──────── TEXTE À LIRE
Le chant de l’infirmière

Un passé qui ré-enchante le vieillissement
De
Emmanuelle Caron
Mise en scène
Emmanuelle Caron, Sandrine Vallette-Viallard
Avec
Anthony Dubé, Naomi Jouan, Martin Lair, Hervé Larroussinie, Iris Merlet-Caron, Rita Neminadane, Vanessa Seiler, Xavier Sibuet
Notre recommandation
4/5

Infos & réservation

Guichet Montparnasse
15, rue du Maine
75014
Paris
01 43 27 88 61
Jusqu’au 30 juin 2024. Vendredi et samedi 20h30. Dimanche 16h30.

Thème

  • Une infirmière inspirée, qui travaille depuis cinq ans dans une maison de retraite, se remet difficilement de la mort de sa mère, et rêve de devenir Angélique marquise des anges…

  • Elle évoque sa patiente préférée, la seule qui la touche vraiment, Antonia, ancienne « grande actrice » de théâtre en fin de vie, qui lui raconte chaque soir des épisodes de son existence et convoque pour elle les fantômes de son passé : outre son jeune amant Tamino, il y a ses deux maris successifs, ainsi que Pierre, le directeur du théâtre où on s’apprêtait à jouer La Mouette de Tchékhov, et Muriel l’ingénue débutante…

  • Tous ces personnages du théâtre de son passé viennent habiter le présent de l'infirmière qui, séduite par ce monde d’évocations et d’images, s’inquiète de la fin proche de l’actrice.
────────────────
──────── DONNÉES FOURNIES
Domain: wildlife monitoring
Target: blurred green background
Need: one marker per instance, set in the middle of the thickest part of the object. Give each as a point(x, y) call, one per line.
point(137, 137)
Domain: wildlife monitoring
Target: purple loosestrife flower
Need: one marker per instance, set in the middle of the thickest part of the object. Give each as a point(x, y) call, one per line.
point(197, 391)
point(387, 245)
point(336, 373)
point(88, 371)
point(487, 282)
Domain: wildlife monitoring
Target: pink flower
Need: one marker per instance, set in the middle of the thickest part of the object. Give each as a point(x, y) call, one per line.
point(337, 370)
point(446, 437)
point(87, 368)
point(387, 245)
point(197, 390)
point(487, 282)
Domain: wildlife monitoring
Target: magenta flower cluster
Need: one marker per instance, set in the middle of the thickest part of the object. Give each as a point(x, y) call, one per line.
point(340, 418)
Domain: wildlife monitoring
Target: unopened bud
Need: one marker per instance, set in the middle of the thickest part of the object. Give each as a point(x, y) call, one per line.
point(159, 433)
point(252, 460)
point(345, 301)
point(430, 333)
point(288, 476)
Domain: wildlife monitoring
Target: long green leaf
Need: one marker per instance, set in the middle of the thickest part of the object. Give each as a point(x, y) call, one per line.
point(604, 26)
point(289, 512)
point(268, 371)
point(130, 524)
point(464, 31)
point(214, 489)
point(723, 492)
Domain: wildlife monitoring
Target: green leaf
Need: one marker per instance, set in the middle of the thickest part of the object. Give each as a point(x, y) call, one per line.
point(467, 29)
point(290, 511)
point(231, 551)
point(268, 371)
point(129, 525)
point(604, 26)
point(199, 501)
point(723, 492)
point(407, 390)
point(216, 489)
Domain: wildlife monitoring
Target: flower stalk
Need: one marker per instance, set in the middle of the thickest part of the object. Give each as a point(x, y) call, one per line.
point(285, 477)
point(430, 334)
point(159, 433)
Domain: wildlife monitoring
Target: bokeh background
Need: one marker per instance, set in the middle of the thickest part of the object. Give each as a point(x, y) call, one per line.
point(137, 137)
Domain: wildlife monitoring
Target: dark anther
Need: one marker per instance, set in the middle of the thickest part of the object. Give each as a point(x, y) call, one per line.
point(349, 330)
────────────────
CONSIGNES ->
1. Dans le texte à lire, résumez plus brièvement le paragraphe qui commence par « Elle évoque sa patiente préférée » en gardant ses faits principaux.
2. D'après le texte à lire, depuis combien de temps l'infirmière travaille-t-elle dans une maison de retraite ?

RÉPONSES ->
1. L'infirmière parle d'Antonia, sa patiente préférée, ancienne grande actrice de théâtre en fin de vie. Chaque soir, Antonia lui raconte des épisodes de sa vie et fait revivre les fantômes de son passé : son jeune amant Tamino, ses deux maris, Pierre, directeur du théâtre où l'on allait jouer La Mouette de Tchékhov, et Muriel, l'ingénue débutante.

2. Depuis cinq ans.